Reproduce the material below without alteration, from its opening line through the line containing "(1034, 352)", including both ends. Omit the pictures from your output.
*** Exercise materials ***
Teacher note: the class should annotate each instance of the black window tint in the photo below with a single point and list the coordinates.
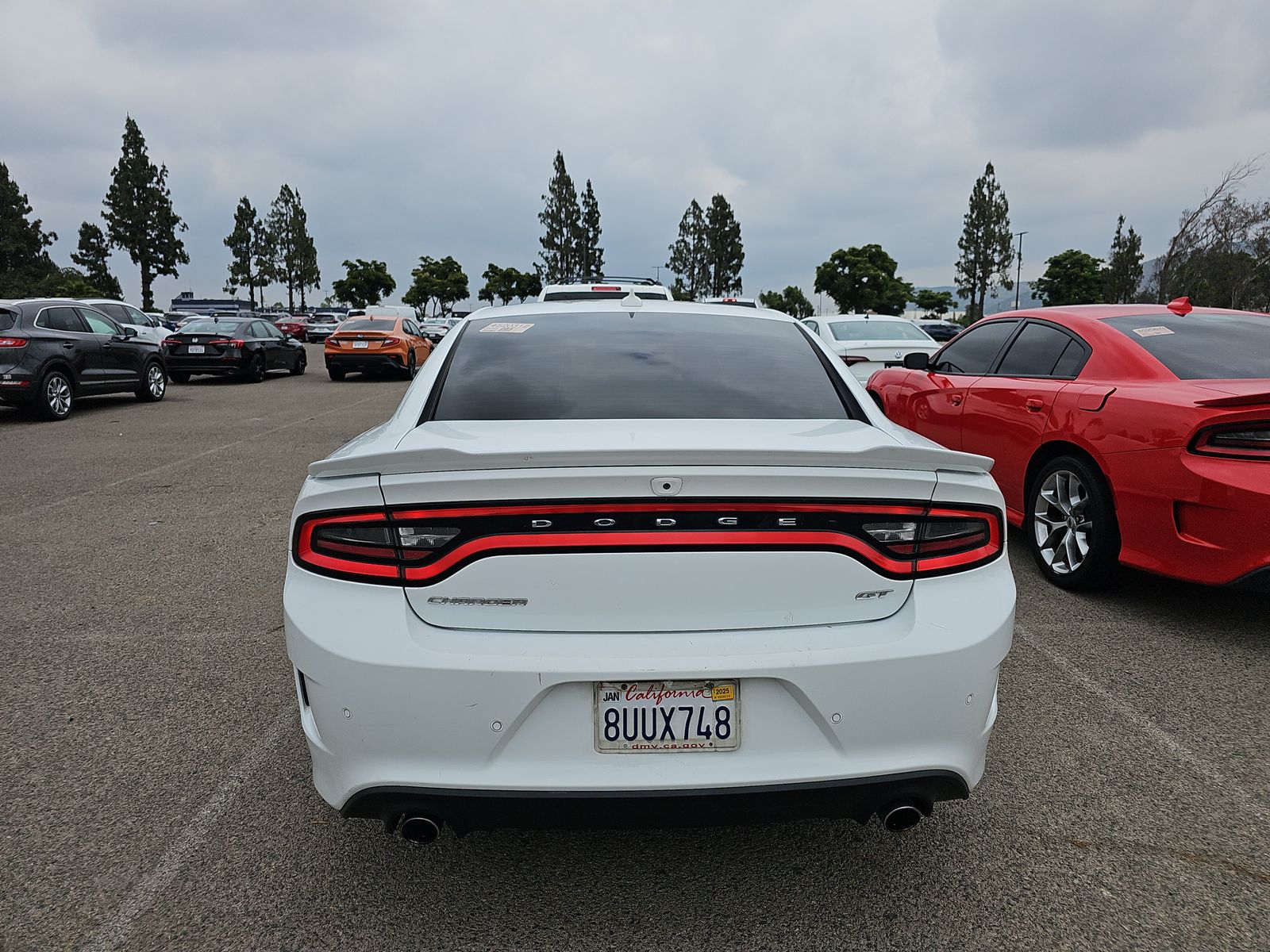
(649, 366)
(98, 323)
(1072, 361)
(975, 351)
(1203, 346)
(63, 319)
(1034, 352)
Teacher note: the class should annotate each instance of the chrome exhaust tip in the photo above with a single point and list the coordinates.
(419, 829)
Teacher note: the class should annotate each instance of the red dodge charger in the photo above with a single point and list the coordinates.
(1134, 435)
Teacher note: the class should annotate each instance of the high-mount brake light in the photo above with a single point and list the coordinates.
(425, 546)
(1237, 441)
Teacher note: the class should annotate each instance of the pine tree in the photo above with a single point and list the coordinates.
(1123, 273)
(245, 244)
(139, 213)
(94, 257)
(689, 259)
(724, 251)
(23, 259)
(562, 220)
(591, 255)
(295, 255)
(986, 245)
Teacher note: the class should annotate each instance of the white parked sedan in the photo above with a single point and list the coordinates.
(868, 343)
(645, 562)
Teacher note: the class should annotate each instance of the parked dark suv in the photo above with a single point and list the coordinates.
(55, 352)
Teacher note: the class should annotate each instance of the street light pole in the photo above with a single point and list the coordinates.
(1019, 274)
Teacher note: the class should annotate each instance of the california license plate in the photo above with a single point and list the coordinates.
(662, 716)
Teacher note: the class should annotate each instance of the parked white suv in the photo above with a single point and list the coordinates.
(660, 564)
(607, 290)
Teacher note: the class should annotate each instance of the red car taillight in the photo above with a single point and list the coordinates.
(1238, 441)
(423, 546)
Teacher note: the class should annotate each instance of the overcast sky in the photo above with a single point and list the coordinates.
(429, 127)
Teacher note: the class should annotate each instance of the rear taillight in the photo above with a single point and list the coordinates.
(425, 546)
(1240, 441)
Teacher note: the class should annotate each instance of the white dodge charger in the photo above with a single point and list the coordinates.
(643, 562)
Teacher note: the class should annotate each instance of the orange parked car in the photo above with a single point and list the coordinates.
(374, 344)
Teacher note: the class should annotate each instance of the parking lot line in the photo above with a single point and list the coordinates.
(117, 926)
(33, 509)
(1146, 725)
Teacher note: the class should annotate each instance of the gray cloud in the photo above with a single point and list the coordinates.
(429, 129)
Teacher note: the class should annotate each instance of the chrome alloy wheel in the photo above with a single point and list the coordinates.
(1062, 524)
(156, 381)
(57, 393)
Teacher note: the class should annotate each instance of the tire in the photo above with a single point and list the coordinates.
(1071, 526)
(154, 384)
(254, 370)
(56, 395)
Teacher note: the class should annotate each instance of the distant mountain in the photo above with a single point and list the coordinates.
(1003, 301)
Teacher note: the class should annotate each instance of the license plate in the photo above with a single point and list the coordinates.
(664, 716)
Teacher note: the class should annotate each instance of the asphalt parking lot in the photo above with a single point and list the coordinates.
(156, 781)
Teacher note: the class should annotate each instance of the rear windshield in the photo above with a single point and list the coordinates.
(383, 324)
(1203, 346)
(878, 330)
(207, 325)
(645, 366)
(600, 295)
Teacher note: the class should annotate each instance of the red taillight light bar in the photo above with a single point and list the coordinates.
(1236, 441)
(425, 546)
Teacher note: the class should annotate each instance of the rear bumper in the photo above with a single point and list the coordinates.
(366, 362)
(856, 799)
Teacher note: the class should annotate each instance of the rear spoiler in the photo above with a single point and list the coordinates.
(1236, 400)
(450, 460)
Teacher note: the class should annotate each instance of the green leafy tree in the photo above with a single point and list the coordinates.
(139, 213)
(502, 285)
(986, 245)
(1123, 274)
(294, 254)
(863, 279)
(725, 255)
(94, 257)
(23, 259)
(689, 260)
(791, 301)
(591, 255)
(440, 283)
(1071, 277)
(251, 254)
(933, 302)
(365, 283)
(562, 221)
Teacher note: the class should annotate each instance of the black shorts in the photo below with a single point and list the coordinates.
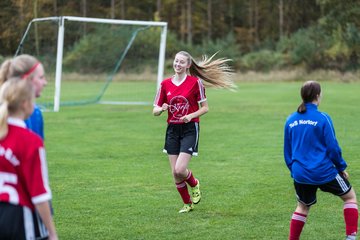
(306, 193)
(182, 138)
(20, 223)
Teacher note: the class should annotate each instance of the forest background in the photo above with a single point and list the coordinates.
(259, 35)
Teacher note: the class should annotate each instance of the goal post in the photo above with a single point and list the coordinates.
(62, 42)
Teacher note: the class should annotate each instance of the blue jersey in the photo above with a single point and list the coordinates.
(35, 122)
(311, 150)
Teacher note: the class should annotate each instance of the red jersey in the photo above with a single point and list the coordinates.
(182, 99)
(23, 170)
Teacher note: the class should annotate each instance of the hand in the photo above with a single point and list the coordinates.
(345, 174)
(186, 118)
(164, 107)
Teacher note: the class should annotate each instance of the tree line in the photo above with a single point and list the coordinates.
(258, 34)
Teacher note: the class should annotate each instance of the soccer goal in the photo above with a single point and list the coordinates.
(95, 60)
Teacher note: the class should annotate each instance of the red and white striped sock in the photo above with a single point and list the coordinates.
(296, 225)
(191, 180)
(351, 216)
(182, 189)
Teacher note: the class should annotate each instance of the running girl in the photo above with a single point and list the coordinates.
(183, 97)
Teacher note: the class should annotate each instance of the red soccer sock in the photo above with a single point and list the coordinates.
(182, 189)
(351, 216)
(191, 180)
(296, 225)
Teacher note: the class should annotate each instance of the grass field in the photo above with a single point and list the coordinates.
(110, 179)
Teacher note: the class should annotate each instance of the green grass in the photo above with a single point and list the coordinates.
(110, 179)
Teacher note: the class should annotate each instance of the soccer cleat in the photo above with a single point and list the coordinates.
(186, 208)
(350, 237)
(196, 194)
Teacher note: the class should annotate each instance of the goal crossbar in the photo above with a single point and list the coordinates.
(60, 42)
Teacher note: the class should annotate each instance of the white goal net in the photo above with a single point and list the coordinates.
(93, 60)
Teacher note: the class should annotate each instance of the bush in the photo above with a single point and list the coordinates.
(263, 60)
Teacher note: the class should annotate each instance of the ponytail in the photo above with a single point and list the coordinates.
(301, 108)
(309, 92)
(22, 66)
(4, 113)
(13, 93)
(5, 71)
(217, 73)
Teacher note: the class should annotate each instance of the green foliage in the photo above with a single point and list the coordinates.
(263, 60)
(305, 47)
(100, 50)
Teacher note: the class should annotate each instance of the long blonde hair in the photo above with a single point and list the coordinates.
(20, 66)
(216, 73)
(13, 93)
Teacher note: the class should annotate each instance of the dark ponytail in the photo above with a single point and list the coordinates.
(309, 92)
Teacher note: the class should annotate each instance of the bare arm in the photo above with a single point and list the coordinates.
(45, 214)
(204, 108)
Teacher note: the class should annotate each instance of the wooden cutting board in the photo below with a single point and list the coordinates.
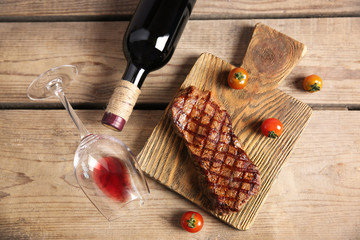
(269, 58)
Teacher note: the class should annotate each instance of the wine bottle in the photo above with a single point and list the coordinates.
(149, 42)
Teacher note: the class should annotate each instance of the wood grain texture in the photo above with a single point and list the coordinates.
(165, 158)
(95, 47)
(316, 195)
(203, 8)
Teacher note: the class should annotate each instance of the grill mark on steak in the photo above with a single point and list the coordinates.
(204, 124)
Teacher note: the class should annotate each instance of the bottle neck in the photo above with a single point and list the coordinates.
(134, 74)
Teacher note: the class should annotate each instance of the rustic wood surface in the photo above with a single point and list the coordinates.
(315, 196)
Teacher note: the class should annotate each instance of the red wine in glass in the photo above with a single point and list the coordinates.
(112, 177)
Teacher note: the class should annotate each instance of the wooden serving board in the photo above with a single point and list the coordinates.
(269, 59)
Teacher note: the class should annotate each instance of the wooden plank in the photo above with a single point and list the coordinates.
(203, 9)
(28, 49)
(165, 157)
(316, 196)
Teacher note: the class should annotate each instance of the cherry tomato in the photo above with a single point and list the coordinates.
(192, 221)
(312, 83)
(237, 78)
(272, 127)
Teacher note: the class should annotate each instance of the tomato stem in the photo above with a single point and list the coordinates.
(314, 87)
(272, 134)
(191, 222)
(239, 76)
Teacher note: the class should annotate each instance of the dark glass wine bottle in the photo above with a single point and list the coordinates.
(149, 42)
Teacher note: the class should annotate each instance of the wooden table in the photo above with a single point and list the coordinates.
(317, 193)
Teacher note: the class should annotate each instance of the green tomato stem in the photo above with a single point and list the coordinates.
(314, 87)
(239, 76)
(272, 134)
(191, 222)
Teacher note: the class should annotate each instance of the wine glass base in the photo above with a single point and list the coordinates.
(40, 87)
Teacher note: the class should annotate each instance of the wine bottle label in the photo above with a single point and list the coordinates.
(123, 99)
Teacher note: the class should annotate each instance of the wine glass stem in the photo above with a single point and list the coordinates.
(80, 126)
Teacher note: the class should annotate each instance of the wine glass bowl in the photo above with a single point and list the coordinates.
(108, 174)
(105, 168)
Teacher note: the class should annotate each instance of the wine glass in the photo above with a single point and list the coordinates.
(105, 168)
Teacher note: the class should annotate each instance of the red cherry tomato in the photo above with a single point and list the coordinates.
(312, 83)
(272, 127)
(237, 78)
(192, 221)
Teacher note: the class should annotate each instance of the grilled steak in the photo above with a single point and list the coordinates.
(201, 120)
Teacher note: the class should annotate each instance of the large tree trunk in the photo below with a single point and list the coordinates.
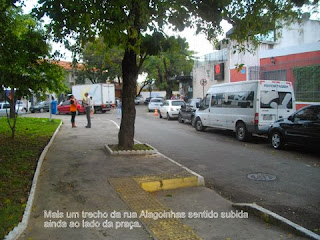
(130, 75)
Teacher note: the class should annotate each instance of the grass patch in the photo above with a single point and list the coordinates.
(18, 161)
(135, 147)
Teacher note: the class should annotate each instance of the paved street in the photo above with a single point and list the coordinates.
(226, 163)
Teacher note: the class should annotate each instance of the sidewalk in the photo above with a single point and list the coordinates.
(81, 184)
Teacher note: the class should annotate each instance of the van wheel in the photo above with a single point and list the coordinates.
(242, 133)
(276, 140)
(199, 126)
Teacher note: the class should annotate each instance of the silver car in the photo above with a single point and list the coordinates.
(154, 104)
(5, 109)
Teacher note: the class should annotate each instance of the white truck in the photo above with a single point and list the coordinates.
(103, 95)
(245, 107)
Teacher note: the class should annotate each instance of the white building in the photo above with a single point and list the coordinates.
(295, 46)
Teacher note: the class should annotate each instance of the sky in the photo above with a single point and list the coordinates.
(197, 43)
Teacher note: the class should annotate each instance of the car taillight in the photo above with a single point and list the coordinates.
(256, 118)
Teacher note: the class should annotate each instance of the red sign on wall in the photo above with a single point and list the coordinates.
(219, 71)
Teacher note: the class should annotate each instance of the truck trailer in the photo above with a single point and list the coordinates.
(103, 95)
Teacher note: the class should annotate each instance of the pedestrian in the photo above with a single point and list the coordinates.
(186, 97)
(87, 104)
(92, 107)
(73, 110)
(119, 106)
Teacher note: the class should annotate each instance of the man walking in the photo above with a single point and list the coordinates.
(87, 104)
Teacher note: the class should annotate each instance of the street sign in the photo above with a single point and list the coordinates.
(203, 82)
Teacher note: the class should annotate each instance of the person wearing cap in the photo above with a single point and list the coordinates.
(87, 104)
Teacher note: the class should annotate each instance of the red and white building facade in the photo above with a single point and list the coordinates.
(298, 46)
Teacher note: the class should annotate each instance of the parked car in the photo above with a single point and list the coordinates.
(147, 100)
(138, 100)
(64, 107)
(5, 109)
(170, 109)
(186, 113)
(302, 128)
(154, 104)
(40, 107)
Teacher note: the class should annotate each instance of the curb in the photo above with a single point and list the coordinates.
(276, 219)
(130, 152)
(200, 179)
(16, 232)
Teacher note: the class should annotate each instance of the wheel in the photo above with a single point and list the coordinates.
(242, 133)
(276, 140)
(168, 116)
(199, 126)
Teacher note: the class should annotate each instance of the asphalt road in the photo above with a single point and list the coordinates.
(226, 163)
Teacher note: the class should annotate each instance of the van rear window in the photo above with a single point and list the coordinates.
(276, 100)
(233, 100)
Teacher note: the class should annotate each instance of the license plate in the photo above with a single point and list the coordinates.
(267, 117)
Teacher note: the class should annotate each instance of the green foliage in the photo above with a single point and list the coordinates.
(307, 83)
(23, 55)
(173, 60)
(18, 160)
(126, 22)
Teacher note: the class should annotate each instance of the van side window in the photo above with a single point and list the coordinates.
(273, 99)
(238, 100)
(206, 102)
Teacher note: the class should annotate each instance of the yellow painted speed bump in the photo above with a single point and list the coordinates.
(167, 184)
(134, 191)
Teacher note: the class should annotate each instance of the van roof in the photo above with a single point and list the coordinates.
(249, 82)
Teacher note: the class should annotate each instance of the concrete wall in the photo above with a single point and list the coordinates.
(308, 31)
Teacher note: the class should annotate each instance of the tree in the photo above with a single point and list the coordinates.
(125, 22)
(23, 60)
(99, 62)
(173, 59)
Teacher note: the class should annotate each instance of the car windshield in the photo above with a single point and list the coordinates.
(177, 103)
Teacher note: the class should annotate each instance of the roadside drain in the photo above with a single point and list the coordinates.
(265, 177)
(139, 200)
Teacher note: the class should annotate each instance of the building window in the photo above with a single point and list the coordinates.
(254, 73)
(279, 75)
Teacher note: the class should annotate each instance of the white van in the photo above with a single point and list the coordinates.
(245, 107)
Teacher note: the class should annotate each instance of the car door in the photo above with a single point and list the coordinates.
(305, 128)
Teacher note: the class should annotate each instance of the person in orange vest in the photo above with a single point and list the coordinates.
(73, 110)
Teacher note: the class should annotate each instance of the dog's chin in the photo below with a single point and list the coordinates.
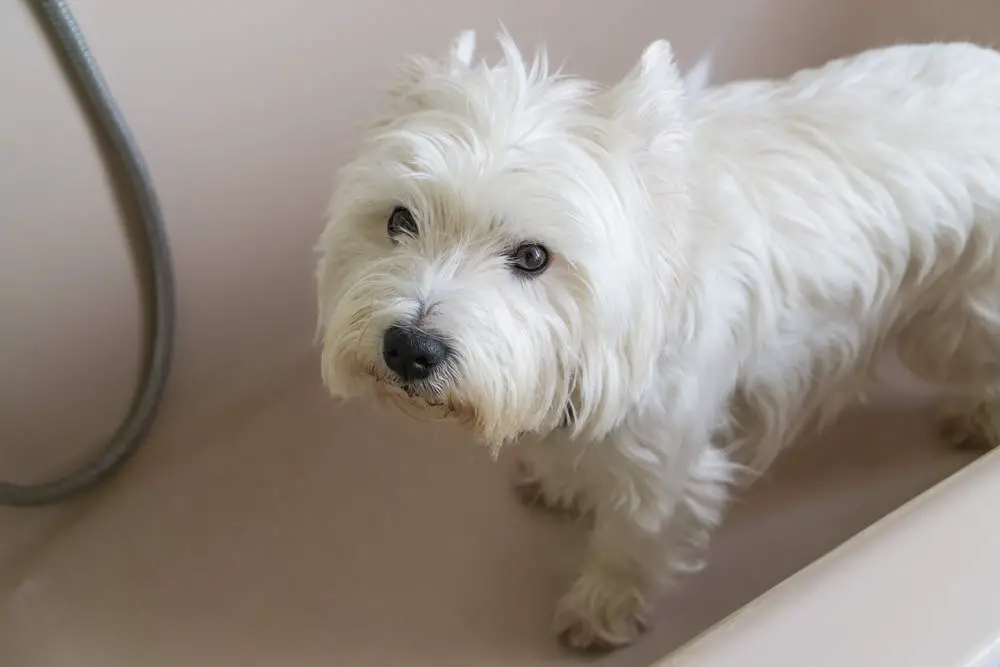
(423, 405)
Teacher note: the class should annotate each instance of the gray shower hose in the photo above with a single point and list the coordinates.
(142, 412)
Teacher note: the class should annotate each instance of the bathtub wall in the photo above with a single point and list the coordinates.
(244, 109)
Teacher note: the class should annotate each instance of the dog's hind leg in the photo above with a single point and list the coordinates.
(958, 348)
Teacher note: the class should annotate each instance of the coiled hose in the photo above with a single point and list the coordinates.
(57, 17)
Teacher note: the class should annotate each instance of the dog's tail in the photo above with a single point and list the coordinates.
(699, 76)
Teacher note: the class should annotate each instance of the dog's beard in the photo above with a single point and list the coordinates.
(429, 401)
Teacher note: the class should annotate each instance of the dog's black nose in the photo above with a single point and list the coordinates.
(412, 354)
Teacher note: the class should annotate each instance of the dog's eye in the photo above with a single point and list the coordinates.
(530, 258)
(401, 222)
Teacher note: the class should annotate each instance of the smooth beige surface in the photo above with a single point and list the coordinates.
(925, 579)
(261, 524)
(297, 535)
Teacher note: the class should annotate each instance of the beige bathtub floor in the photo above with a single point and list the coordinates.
(302, 534)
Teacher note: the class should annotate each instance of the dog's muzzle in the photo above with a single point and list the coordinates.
(412, 354)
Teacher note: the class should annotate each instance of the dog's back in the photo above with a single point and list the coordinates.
(867, 197)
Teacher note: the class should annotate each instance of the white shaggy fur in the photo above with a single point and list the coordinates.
(727, 266)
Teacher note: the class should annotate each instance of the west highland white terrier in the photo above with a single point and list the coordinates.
(650, 288)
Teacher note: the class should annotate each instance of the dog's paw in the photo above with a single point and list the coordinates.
(599, 614)
(532, 491)
(978, 429)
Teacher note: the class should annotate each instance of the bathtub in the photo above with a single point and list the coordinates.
(263, 524)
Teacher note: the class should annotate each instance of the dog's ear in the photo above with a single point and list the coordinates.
(647, 103)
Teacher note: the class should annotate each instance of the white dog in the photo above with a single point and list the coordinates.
(638, 283)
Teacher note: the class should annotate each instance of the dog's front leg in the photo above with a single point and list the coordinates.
(653, 521)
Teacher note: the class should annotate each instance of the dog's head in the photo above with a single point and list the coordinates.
(493, 253)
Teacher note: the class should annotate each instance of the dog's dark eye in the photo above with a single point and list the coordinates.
(530, 259)
(401, 222)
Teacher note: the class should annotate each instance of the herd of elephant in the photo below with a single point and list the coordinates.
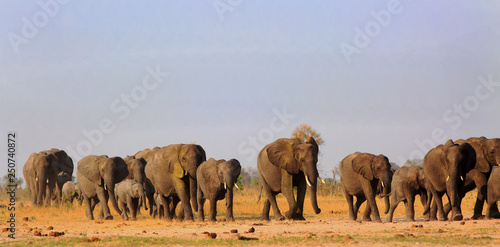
(180, 173)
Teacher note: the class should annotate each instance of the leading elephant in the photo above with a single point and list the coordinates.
(172, 172)
(487, 156)
(360, 173)
(216, 179)
(284, 164)
(97, 176)
(40, 173)
(445, 167)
***
• Solution to the problem
Teacher note: the class should annotate each instance of the black window tint in the photo below with a single point and list the coordinates.
(649, 366)
(98, 323)
(1072, 361)
(975, 351)
(1203, 346)
(63, 319)
(1034, 352)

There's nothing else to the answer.